◆ **Excerpt to read**:
Table 7. Comparison of the predicted electricity consumption with 1-month-ahead predictions of eight models in the testing phase.

Model	Training Phase				Testing Phase
	RMSE	MAE	CE	R2	RMSE	MAE	CE	R2
LR	404.7	288.8	−0.21	0.42	309.8	230.6	−6.14	0.57
MLP	272.9	202.2	0.27	0.53	267.5	209	−3.19	0.57
SVM	352.4	230.9	0.45	0.6	246	187.5	−1.85	0.77
RF	131.6	87.9	0.92	0.94	189.8	141.4	0.75	0.88
DNN	157.5	113.5	0.66	0.77	239.5	182.4	−0.56	0.7
RNN	150.3	108.7	0.76	0.81	221.5	174.9	−0.95	0.73
LSTM	249.5	175.7	0.49	0.63	244	190.2	−0.45	0.73
GRU	118.4	86.4	0.82	0.87	202.3	152.1	−1.23	0.76

Note: The units of RMSE and MAE are kWh, means 1 kilowatt (1 kW) of power sustained for 1 h.

. The table shows that the RMSE of the model in training and testing is lower than 404.7 kWh, and the R² value is higher than 0.57. RF has the best performance, followed by GRU, RNN, DNN, LSTM, SVM, and MLP. The LR mode, however, has the worst performance. The RF test has the lowest RMSE and MAE values, and CE, and R² indicators have the best performance. The value of CE can reach 0.75, while R² can reach 0.88, which indicates that the model has 88% interpretive ability. DL falls from the second to fourth place. This may be because there is too little collected training data (1265 pieces) for training such a complex DL model and, hence, the training level is not strong enough to represent the advantages of DL.

The prediction results of air-conditioning electricity consumption during the next month are shown in Figure 7. All models can capture the changes in electricity consumption during the next month. The predicted values are very close to the observed values, especially when the values are below 3000 kWh (highlighted in Figure 7b). However, as shown in Figure 7c, some models cannot capture the peak value of the Room B114 test plant (about 10,000 kWh). The RF and DNN models can accurately predict the peak value of the Room B114 test plant, followed by the LR, SVM, and MLP modes. In addition, some models (MLP, RNN, and LSTM) report negative values at the minimum value and, thus, the vertical axis does not start from zero, and the negative values with little error are still acceptable.

◆ **Task details**: In the excerpt on predicting electricity consumption, how many pieces of training data were collected?

◆ **Supplied material**:
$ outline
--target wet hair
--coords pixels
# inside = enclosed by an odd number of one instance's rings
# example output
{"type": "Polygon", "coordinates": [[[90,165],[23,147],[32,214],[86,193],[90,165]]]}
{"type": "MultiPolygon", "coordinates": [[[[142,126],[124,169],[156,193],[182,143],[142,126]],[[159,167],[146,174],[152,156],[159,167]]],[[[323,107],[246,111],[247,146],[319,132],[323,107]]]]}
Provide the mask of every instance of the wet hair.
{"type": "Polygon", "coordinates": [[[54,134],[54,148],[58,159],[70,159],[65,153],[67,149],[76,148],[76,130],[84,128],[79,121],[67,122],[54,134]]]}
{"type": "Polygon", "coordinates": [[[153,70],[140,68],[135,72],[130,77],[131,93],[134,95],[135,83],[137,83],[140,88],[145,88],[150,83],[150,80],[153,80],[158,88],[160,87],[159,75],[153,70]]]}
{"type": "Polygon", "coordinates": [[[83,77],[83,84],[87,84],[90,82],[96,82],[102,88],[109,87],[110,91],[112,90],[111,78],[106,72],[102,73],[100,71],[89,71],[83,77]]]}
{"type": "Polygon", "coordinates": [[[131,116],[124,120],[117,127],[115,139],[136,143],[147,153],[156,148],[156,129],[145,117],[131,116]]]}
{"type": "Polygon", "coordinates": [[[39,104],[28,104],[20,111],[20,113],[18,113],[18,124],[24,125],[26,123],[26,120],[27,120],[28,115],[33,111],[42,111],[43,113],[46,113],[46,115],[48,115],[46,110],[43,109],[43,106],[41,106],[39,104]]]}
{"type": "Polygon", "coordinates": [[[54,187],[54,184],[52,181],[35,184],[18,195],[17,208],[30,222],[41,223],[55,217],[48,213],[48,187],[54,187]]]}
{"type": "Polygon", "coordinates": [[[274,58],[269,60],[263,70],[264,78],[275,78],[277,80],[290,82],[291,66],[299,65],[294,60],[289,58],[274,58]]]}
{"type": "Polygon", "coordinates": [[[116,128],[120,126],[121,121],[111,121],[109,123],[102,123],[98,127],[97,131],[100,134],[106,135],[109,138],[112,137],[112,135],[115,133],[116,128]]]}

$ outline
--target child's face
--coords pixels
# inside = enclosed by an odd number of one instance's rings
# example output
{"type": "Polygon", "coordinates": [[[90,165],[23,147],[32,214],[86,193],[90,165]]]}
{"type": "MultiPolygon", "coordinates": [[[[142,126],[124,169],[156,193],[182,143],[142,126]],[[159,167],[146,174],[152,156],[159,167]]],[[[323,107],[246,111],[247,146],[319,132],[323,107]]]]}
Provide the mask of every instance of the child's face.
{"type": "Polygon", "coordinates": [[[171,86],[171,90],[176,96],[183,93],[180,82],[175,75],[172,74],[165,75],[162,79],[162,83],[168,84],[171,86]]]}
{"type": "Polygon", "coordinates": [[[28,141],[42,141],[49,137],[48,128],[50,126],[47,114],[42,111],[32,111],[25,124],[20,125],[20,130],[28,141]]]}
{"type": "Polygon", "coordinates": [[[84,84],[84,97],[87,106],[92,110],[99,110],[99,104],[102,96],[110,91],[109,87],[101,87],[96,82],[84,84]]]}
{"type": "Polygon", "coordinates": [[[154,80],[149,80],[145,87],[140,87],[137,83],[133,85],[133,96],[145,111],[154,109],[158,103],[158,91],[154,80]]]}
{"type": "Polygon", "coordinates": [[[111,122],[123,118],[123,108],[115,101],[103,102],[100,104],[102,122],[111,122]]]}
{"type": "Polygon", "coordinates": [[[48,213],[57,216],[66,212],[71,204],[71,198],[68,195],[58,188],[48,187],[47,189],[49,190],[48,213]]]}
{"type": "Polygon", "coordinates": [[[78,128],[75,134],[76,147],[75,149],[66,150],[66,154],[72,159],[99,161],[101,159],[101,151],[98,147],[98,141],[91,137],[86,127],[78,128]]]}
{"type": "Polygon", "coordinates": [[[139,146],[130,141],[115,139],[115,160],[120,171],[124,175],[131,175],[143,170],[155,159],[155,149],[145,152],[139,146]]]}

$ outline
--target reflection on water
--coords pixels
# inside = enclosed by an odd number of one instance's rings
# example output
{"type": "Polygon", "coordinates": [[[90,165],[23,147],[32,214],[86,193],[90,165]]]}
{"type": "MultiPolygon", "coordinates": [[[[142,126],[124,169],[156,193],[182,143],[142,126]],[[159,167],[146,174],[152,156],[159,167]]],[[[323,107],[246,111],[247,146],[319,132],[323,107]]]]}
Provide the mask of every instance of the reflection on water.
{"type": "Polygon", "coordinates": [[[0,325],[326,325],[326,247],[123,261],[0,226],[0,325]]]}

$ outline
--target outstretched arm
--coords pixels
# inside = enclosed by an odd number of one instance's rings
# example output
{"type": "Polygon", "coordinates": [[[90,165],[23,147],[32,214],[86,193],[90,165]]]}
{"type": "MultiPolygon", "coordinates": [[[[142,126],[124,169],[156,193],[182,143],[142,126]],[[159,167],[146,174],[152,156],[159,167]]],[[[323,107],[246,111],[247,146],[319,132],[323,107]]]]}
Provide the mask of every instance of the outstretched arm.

◆ **Exercise answer**: 1265 pieces.